[Start Exercise inputs]

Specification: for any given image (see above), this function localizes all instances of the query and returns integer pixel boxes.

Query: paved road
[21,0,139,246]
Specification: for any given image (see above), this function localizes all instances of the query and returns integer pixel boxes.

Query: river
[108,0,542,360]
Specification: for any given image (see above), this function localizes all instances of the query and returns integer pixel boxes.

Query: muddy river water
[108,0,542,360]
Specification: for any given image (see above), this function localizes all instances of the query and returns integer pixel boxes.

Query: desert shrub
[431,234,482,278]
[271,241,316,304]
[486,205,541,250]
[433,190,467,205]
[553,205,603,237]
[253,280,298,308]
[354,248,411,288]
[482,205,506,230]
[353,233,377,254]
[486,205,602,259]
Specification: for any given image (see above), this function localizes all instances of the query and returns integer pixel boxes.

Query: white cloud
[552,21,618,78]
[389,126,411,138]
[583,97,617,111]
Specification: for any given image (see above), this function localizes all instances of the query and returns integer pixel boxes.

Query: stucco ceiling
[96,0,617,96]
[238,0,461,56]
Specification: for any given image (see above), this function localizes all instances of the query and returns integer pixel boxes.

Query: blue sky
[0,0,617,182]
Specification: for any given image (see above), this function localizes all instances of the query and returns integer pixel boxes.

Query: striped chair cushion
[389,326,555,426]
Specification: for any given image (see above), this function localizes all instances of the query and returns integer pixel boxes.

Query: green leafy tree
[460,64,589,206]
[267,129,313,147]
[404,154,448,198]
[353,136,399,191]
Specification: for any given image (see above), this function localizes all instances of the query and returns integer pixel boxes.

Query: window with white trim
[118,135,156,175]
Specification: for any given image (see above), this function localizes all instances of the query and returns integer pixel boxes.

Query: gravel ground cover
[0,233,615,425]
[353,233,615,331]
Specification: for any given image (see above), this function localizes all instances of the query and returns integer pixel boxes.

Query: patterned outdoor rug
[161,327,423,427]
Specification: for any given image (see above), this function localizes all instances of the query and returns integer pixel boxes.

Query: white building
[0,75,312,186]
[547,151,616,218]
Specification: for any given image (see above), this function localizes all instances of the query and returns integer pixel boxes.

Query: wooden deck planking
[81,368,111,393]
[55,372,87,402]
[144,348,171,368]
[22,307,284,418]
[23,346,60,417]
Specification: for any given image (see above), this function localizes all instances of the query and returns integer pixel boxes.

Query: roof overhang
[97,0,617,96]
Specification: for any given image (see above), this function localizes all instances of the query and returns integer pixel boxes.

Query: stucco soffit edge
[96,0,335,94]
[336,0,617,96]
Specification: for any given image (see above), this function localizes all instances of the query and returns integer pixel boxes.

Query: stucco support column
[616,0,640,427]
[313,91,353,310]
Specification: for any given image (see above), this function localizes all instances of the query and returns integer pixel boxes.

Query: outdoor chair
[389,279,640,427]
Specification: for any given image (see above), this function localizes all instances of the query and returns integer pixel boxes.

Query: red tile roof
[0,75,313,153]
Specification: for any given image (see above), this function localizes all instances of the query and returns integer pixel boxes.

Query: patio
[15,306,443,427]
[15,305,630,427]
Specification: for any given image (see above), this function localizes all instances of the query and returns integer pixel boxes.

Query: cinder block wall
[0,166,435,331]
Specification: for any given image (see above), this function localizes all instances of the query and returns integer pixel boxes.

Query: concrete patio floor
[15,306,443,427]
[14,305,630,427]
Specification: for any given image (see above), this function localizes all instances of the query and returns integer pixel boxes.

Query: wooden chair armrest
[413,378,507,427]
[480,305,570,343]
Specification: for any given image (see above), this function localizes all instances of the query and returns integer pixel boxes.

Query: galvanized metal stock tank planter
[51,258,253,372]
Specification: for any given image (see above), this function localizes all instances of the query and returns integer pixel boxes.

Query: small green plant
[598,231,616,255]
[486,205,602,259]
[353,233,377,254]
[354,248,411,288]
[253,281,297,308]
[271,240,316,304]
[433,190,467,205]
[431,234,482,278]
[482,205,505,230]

[End Exercise inputs]

■ **What is needed**
How many lines of the material contain the string "wooden"? Matching is case-sensitive; give only the number.

■ **Output of the task**
2